:: STORED RECORDS ::

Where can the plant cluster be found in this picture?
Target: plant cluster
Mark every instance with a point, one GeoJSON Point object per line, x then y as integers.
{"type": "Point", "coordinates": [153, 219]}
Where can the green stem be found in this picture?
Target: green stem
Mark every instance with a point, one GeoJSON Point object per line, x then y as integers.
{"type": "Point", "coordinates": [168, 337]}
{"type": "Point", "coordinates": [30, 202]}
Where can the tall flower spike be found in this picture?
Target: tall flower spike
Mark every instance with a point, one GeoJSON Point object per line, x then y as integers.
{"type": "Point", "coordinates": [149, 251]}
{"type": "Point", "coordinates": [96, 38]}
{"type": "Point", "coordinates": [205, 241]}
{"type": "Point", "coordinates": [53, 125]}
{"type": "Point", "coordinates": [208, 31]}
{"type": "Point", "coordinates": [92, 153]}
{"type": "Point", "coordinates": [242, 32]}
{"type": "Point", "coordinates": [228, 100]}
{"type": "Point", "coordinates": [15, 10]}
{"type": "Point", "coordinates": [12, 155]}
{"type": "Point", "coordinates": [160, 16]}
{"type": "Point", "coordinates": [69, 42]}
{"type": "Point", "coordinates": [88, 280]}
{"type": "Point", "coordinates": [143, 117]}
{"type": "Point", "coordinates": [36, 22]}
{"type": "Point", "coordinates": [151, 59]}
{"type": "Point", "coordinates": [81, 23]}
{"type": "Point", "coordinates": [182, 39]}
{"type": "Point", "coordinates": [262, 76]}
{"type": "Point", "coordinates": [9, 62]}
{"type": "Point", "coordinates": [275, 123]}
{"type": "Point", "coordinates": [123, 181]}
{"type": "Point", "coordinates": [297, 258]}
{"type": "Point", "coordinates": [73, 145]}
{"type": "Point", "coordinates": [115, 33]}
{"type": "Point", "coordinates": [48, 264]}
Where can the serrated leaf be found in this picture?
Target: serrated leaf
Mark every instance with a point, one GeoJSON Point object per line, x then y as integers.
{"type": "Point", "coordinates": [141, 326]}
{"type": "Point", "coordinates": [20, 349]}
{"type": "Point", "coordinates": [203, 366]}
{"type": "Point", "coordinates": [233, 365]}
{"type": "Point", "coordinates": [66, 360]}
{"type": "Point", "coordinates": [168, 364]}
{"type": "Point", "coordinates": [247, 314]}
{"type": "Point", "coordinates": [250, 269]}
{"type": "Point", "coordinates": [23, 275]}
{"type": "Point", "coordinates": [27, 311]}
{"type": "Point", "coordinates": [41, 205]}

:::

_SET EXERCISE_:
Please rescale the lines from the one holding "Where can the serrated" through the end of the records, inclusive. Repeat only those lines, requests included, multiplying every point coordinate in the answers by 1.25 and rounding to whole numbers, with halves rounded up.

_OUTPUT BELOW_:
Where can the serrated leaf be found in this picture?
Target: serrated leaf
Mark every instance with a point, one GeoJSON Point object per line, x then y as integers.
{"type": "Point", "coordinates": [176, 408]}
{"type": "Point", "coordinates": [25, 436]}
{"type": "Point", "coordinates": [254, 458]}
{"type": "Point", "coordinates": [291, 456]}
{"type": "Point", "coordinates": [83, 450]}
{"type": "Point", "coordinates": [210, 455]}
{"type": "Point", "coordinates": [309, 393]}
{"type": "Point", "coordinates": [313, 336]}
{"type": "Point", "coordinates": [29, 344]}
{"type": "Point", "coordinates": [34, 389]}
{"type": "Point", "coordinates": [51, 256]}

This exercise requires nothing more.